#### WHAT YOU HAVE TO DO:
Return every line of the point placement data below verbatim, omitting the pictures.

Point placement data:
__________________________________________________

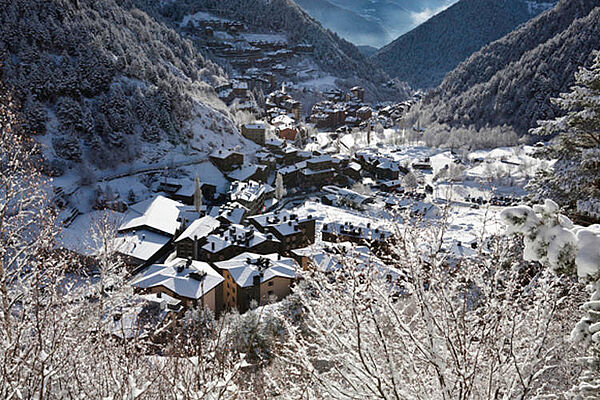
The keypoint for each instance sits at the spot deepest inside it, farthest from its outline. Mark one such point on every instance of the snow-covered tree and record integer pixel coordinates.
(410, 180)
(567, 249)
(280, 191)
(425, 329)
(574, 180)
(197, 194)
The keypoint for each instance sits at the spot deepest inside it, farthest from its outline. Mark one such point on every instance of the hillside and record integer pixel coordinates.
(372, 22)
(101, 85)
(512, 80)
(332, 54)
(346, 23)
(424, 55)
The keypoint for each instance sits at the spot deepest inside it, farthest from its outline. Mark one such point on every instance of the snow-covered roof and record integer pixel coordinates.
(246, 266)
(247, 191)
(308, 171)
(223, 153)
(186, 278)
(200, 228)
(238, 235)
(159, 213)
(282, 120)
(255, 125)
(279, 218)
(141, 244)
(245, 172)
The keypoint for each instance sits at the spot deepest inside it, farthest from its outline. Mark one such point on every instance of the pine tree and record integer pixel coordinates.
(198, 195)
(280, 191)
(575, 178)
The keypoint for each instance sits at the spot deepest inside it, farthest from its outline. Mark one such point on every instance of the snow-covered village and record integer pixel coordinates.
(292, 199)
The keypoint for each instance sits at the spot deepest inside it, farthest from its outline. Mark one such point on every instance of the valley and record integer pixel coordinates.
(311, 199)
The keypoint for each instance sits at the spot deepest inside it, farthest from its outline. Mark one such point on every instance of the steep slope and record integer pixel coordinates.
(332, 53)
(346, 23)
(385, 19)
(512, 80)
(105, 85)
(424, 55)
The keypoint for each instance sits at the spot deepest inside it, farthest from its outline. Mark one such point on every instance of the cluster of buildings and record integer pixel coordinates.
(189, 257)
(341, 108)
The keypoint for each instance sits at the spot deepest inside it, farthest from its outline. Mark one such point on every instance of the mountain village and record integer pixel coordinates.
(239, 230)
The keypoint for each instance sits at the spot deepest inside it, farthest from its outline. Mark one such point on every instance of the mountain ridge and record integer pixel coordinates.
(511, 81)
(423, 56)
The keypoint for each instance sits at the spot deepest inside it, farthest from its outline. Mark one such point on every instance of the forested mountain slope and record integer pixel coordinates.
(424, 55)
(332, 53)
(512, 80)
(104, 84)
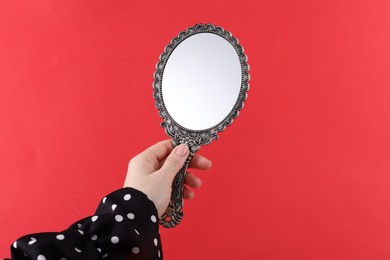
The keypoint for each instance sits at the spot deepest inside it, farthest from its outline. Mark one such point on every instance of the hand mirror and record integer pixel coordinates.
(200, 84)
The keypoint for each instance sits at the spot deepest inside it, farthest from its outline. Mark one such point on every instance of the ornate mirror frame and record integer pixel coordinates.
(194, 138)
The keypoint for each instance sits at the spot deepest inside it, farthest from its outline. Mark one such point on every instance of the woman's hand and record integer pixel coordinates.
(153, 171)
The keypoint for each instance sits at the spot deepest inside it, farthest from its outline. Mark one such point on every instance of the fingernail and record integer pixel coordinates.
(182, 150)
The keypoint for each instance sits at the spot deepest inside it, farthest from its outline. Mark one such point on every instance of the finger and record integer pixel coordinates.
(192, 181)
(158, 151)
(175, 161)
(199, 162)
(188, 193)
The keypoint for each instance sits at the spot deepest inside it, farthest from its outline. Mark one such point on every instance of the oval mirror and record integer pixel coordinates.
(200, 84)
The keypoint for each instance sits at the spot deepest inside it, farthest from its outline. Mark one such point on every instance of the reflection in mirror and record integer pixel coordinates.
(201, 81)
(200, 85)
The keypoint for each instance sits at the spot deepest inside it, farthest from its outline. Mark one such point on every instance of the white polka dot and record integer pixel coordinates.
(115, 240)
(60, 237)
(118, 218)
(32, 240)
(135, 250)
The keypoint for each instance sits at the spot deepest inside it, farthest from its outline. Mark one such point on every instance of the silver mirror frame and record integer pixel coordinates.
(194, 138)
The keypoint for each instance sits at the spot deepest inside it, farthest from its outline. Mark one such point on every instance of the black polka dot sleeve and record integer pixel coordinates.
(124, 226)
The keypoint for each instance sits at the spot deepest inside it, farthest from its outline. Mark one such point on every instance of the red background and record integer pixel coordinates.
(303, 173)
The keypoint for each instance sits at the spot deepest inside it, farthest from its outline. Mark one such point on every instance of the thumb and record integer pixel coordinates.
(175, 161)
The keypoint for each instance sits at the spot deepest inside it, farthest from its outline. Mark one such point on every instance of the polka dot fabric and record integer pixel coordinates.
(124, 226)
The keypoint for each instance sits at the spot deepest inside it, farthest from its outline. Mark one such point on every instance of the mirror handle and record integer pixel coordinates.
(174, 214)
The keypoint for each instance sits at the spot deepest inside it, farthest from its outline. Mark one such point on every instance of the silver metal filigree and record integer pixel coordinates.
(194, 138)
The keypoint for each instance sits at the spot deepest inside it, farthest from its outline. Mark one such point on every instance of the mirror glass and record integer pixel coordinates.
(201, 81)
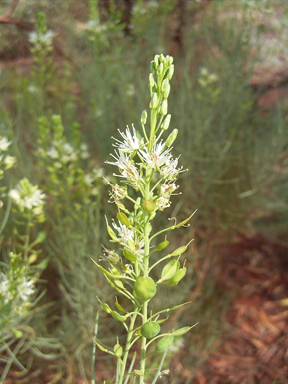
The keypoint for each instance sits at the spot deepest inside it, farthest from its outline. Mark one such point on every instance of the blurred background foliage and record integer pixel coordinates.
(88, 77)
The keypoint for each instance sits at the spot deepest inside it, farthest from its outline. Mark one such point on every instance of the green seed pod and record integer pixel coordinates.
(171, 138)
(156, 60)
(179, 251)
(177, 277)
(164, 107)
(118, 350)
(151, 80)
(144, 117)
(164, 344)
(131, 244)
(123, 219)
(154, 101)
(145, 288)
(148, 205)
(130, 255)
(162, 245)
(170, 270)
(117, 316)
(150, 329)
(116, 272)
(111, 233)
(170, 72)
(166, 122)
(165, 88)
(160, 69)
(106, 308)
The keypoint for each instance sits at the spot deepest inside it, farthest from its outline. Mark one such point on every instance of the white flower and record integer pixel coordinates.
(131, 142)
(162, 203)
(98, 172)
(127, 169)
(43, 38)
(25, 289)
(26, 195)
(4, 143)
(9, 161)
(117, 193)
(157, 157)
(124, 233)
(167, 189)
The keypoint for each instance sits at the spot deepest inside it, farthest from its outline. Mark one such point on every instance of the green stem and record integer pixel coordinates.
(128, 346)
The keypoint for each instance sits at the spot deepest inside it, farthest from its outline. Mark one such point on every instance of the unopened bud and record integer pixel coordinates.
(144, 117)
(165, 88)
(166, 122)
(151, 80)
(164, 107)
(156, 60)
(171, 137)
(160, 69)
(154, 101)
(149, 206)
(170, 72)
(123, 219)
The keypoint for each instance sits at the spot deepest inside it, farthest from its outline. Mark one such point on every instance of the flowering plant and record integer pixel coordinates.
(145, 165)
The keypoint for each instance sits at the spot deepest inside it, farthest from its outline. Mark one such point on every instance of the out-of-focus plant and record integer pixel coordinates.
(41, 41)
(148, 175)
(67, 181)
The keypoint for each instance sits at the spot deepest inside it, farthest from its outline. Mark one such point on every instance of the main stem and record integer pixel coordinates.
(146, 271)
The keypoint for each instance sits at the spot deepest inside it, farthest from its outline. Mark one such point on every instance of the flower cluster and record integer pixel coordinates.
(16, 293)
(145, 164)
(29, 199)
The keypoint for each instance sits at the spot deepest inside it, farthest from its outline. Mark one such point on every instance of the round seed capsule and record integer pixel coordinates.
(164, 343)
(145, 288)
(150, 329)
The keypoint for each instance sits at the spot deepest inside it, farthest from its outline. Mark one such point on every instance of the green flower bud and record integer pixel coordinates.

__________________________________________________

#### FULL SOLUTION:
The keypoint for each instance sits at the spot deepest inside it, farthest from its outline. Mark one such point on every instance of the snow-covered tree and record integer pixel coordinates.
(410, 180)
(567, 249)
(280, 191)
(425, 329)
(574, 180)
(197, 194)
The keypoint for each instance sits at the spot deepest inside it, farthest from its outline. Mark one such point on every instance of the hillside and record integer pixel coordinates.
(372, 22)
(101, 85)
(512, 80)
(332, 54)
(346, 23)
(424, 55)
The keypoint for each instance sits at the spot deepest inside it, farthest from its outline. Mark one such point on every instance of the snow-covered roof and record integer pixel coordinates.
(246, 266)
(247, 191)
(308, 171)
(223, 153)
(186, 278)
(200, 228)
(238, 235)
(159, 213)
(282, 120)
(255, 125)
(279, 218)
(141, 244)
(245, 172)
The keypoint for each instance sits at the spot deepest inside it, farthest from its outline. Mark one such point on every instance of the pine tree and record integer pixel coordinates.
(198, 195)
(280, 191)
(575, 178)
The keypoint for each instance sits at the spot deepest inside it, farthest from its outline. Mark one such point on every instance of the snow-covered village and record integer pixel coordinates.
(292, 199)
The keypoint for each instance sits at the spot deepest inside it, farthest from its outline. Mark one such point on every instance of the valley and record integer pixel coordinates.
(311, 199)
The keypoint for each instance sits at the spot deepest inside it, farthest from its outline. Mark one such point on every instance of the steep slope and record integer pixel coordinates.
(332, 53)
(346, 23)
(385, 19)
(512, 80)
(105, 85)
(424, 55)
The keypoint for each instance sits at the spot deepest inside it, farthest from its outline. Mark one such point on every instance of the cluster of buildings and record integer pixel coordinates.
(189, 257)
(341, 108)
The keypoint for each instance sits at the spot deepest inside it, farthest from its outline. Mark one such point on every instance of the mountain village and record integer pixel coordinates.
(239, 230)
The keypoint for each instance sits at the spot deepest inside it, farthest from its outline. Mark one such point on every instance of the mountain ridge and record integer pixel coordinates.
(511, 81)
(423, 56)
The keypoint for each instance sits at the spot deepest inside it, farthest from its outline. Mark one such point on every instance of the forested mountain slope and record integer pixel coordinates.
(424, 55)
(332, 53)
(512, 80)
(104, 84)
The keypoint for each instance sits at the spot deepest inside it, farthest from its outline. Mark one such point on every instance of the hand mirror and record integer pixel coordinates.
(200, 84)
The keypoint for each instance sits at the spot deepest inside it, farthest from its outline. Mark one such point on every instance of the ornate mirror frame and record integer pixel coordinates.
(194, 138)
The keypoint for each instance sits at the spot deepest inside it, farthest from its outline. Mark one such point on every instance of the woman's hand and record integer pixel coordinates.
(153, 171)
The keypoint for each instance sits at the spot deepest inside it, farthest from its outline. Mark one such point on every instance of the fingernail and record integer pixel coordinates.
(182, 150)
The keypoint for each instance sits at the spot deepest inside it, farthest from its outline. Mark one such point on every instance of the finger and record integer pixel coordinates.
(192, 181)
(158, 151)
(175, 161)
(199, 162)
(188, 193)
The keypoint for each instance sits at the spot deepest inside it, farthest from its outline. Mark one such point on every instance of the oval mirror and record integer pixel coordinates.
(200, 84)
The keypoint for each instance sits at the spot deepest inside it, farthest from its outline. Mark one such point on every instance of the reflection in mirror and record integer pixel coordinates.
(201, 81)
(200, 85)
The keypoint for each instance sits at the spot deepest inside it, farthest from its outline. Mark one such point on every instance of the white polka dot and record integer pixel coordinates.
(115, 240)
(60, 237)
(118, 218)
(32, 240)
(135, 250)
The keypoint for each instance sits at the spot deepest inside it, farthest from its outline. Mark one such point on every instance of the silver mirror frame and record integer pixel coordinates.
(194, 138)
The keypoint for each instance sits at the spot deepest inside it, farthest from its outline. Mark one such point on every instance of the black polka dot sleeve and record integer pixel coordinates.
(124, 226)
The keypoint for each instance sits at the spot deepest inside it, farthest from its outline. Mark one such point on every instance of the red background and record integer pixel coordinates.
(303, 173)
The keypoint for each instance sits at the spot deepest inside it, farthest from its outline. Mark one such point on every instance of the thumb and record integer pixel coordinates.
(175, 161)
The keypoint for each instance sits at the spot deepest inside it, farthest from its outline. Mark one such point on every instance of the polka dot fabric and record integer pixel coordinates.
(124, 226)
The keypoint for each instance sits at the spot deepest inside it, farthest from its outline. Mark one such point on every instance of the mirror handle and record integer pixel coordinates.
(174, 214)
The keypoint for each instance sits at the spot deepest inside it, farthest from its outline. Mark one such point on every instance of the silver metal filigree and record integer pixel coordinates.
(194, 138)
The keypoint for each instance sits at the spot deepest inside it, farthest from its outline. Mark one such point on every instance of the mirror glass and record integer pixel coordinates.
(201, 81)
The keypoint for each instance sits at the spot deepest inside it, farthest from its outline. Mark one such point on every instance of the blurred background foliage and record integer pixel coordinates.
(88, 77)
The keypoint for each instance sits at the spot deepest inside it, farthest from its outline. Mark one such point on every instance of the green seed pod and record integer pixel coordinates.
(171, 138)
(156, 60)
(179, 251)
(177, 277)
(164, 107)
(118, 350)
(151, 80)
(144, 117)
(164, 344)
(131, 244)
(123, 219)
(154, 101)
(145, 288)
(148, 205)
(130, 255)
(162, 245)
(170, 270)
(117, 316)
(150, 329)
(116, 272)
(111, 233)
(170, 72)
(166, 122)
(165, 88)
(160, 69)
(106, 308)
The keypoint for each instance sits at the spot deepest inside it, farthest from its outline. Mark one such point on every instance of the white flower and record integer pixel coordinates.
(131, 142)
(162, 203)
(98, 172)
(127, 169)
(43, 38)
(25, 289)
(26, 195)
(4, 143)
(9, 161)
(117, 193)
(157, 157)
(124, 233)
(167, 189)
The keypoint for each instance sits at the spot deepest inside it, farthest from its outline. Mark one such point on every instance of the green stem and record integer pixel coordinates.
(128, 346)
The keypoint for each instance sits at the spot deepest inside it, farthest from its outline. Mark one such point on every instance of the unopened bud and record integer pixel coordinates.
(144, 117)
(165, 88)
(166, 122)
(151, 80)
(164, 107)
(156, 60)
(171, 137)
(160, 69)
(154, 101)
(149, 206)
(170, 72)
(123, 219)
The keypoint for each instance sits at the spot deepest inside it, farthest from its outline. Mark one such point on every instance of the flowering plant and record integer pixel coordinates.
(145, 165)
The keypoint for each instance sits at the spot deepest inside it, farthest from its outline. Mark one such point on every instance of the out-of-focus plant and record integer pixel coordinates.
(41, 41)
(148, 175)
(67, 181)
The keypoint for each instance sits at the spot deepest inside it, farthest from its outline. Mark one such point on every instance of the main stem and record integer pixel coordinates.
(146, 271)
The keypoint for each instance sits at the spot deepest inside it, farthest from its outline. Mark one such point on every instance of the flower cluster and record integer pixel coordinates.
(16, 293)
(145, 164)
(29, 199)
The keypoint for each instance sits at the spot deepest inside it, farthest from its outline. Mark one such point on every instance of the round seed capsule and record integer pixel coordinates.
(164, 343)
(145, 288)
(150, 329)
The keypoint for each instance sits at the spot deepest inside it, farthest from its outline. Mark one such point on every instance of the green flower bud and record integer pixel coordinates.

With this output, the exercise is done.